**Task to complete**: Rewrite the records below, switching every "locate" to "find" and leaving everything else unchanged.

--- BEGIN Available records ---

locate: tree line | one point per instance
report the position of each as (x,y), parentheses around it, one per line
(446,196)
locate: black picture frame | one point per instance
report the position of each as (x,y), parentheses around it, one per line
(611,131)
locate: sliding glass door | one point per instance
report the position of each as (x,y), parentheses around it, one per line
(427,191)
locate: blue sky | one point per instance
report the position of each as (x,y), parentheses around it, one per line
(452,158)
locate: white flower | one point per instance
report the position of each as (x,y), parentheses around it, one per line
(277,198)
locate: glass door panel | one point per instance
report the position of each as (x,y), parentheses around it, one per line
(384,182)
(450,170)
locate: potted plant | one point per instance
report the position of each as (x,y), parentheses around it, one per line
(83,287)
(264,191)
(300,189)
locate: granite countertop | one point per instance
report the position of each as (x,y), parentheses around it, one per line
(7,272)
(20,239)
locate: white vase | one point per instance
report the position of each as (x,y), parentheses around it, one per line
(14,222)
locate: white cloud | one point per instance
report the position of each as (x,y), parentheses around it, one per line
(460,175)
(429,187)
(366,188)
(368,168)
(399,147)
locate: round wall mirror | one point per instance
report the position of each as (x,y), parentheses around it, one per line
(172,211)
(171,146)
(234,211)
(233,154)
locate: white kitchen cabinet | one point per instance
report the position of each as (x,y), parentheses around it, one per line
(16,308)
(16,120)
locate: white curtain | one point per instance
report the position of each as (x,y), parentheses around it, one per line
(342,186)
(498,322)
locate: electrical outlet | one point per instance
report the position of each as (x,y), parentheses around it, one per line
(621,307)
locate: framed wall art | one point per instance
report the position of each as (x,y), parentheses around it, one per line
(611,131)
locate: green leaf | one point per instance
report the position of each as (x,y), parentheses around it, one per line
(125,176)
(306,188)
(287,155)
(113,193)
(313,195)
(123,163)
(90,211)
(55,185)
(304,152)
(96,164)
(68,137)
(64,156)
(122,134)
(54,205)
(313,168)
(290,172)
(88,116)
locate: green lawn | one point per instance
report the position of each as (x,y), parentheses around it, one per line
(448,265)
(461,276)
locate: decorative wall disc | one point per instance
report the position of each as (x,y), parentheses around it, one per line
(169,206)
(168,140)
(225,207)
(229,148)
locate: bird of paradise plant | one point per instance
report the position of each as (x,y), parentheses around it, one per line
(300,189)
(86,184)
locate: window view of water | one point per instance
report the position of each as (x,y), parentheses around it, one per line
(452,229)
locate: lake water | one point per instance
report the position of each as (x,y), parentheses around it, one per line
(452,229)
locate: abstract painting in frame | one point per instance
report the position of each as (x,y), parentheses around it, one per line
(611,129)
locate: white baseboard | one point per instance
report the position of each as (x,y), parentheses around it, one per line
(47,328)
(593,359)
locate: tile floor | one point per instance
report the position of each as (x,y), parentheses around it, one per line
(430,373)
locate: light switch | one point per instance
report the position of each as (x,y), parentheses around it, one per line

--- END Available records ---

**Answer below**:
find: tree line | one point per instance
report the position of each as (x,y), parentheses around it, one per line
(446,196)
find: black picture frame | one point per instance
report the position of each as (x,y), parentheses around it, one per line
(611,131)
find: sliding glass door | one point per instance
report the position of each as (x,y), parentheses around it, one per line
(427,191)
find: blue sky | one point per instance
report the position of each as (x,y), parentheses around it, one per line
(452,158)
find: white flower | one point per instance
report the position of each as (x,y), parentheses around it, one per line
(277,198)
find: glass door panel | one point per instance
report the position of each as (x,y), parentheses around it, one per line
(384,182)
(450,170)
find: potted plant | one point per instance
report the position of each as (x,y), parentheses around it, one per line
(83,287)
(264,191)
(300,189)
find: granite countertop | one point per instance
report the position of each as (x,y), parentheses around it, one per line
(7,272)
(20,239)
find: white vase | one point per instance
report the position of each as (x,y), parentheses around it, one per line
(14,222)
find: white cloud | one point per instance
report the position of each as (x,y), parentheses around it, one per line
(460,175)
(429,187)
(366,188)
(368,168)
(399,147)
find: round wall mirror | one point per instance
report the position of each as (x,y), parentheses around it, one per line
(172,211)
(171,146)
(234,211)
(233,154)
find: white kitchen cabinet | one point per instance
report the position of each as (x,y), parentheses around it, one per line
(16,308)
(16,120)
find: white curtain | one point per instance
report the position of each as (x,y), parentheses around it, one per line
(342,186)
(498,322)
find: electrical outlet | one point per instance
report the position of each as (x,y), parentheses around it, one per line
(621,307)
find: framed wall art | one point per instance
report the position of each as (x,y), parentheses around it, one per line
(611,131)
find: green leaf | one point per instance
report the position of each as (x,y), parentheses around it, one per line
(125,176)
(306,188)
(287,155)
(113,193)
(313,195)
(123,163)
(90,211)
(55,185)
(304,152)
(96,164)
(68,137)
(64,156)
(122,134)
(54,205)
(313,168)
(290,172)
(88,116)
find: green lawn | one point per instance
report the position of each as (x,y), parentheses around it, one per line
(448,265)
(461,276)
find: decorative wall disc | one point per instance
report the position of each as (x,y), parentheses around it, one per line
(169,206)
(168,140)
(225,207)
(229,148)
find: bird of paradise plant | one point per instance
report the position of each as (x,y), parentheses around it, one per line
(300,189)
(86,184)
find: window view of water | one point per instance
report the position of each as (x,y), parentheses around it, one per line
(452,229)
find: lake water | one point per instance
report the position of each as (x,y), parentheses around it, one per line
(452,229)
find: abstract painting in frame | one point per instance
report the position of each as (x,y), parentheses around it, one per line
(611,129)
find: white baseboard | one point per instance
report the position of each as (x,y), parentheses around it, one per line
(47,328)
(593,359)
find: tile floor | one point per instance
report the position of each as (x,y), parentheses around it, one per line
(430,373)
find: light switch | one point per instance
report the position of each as (x,y), parentheses around it, one per line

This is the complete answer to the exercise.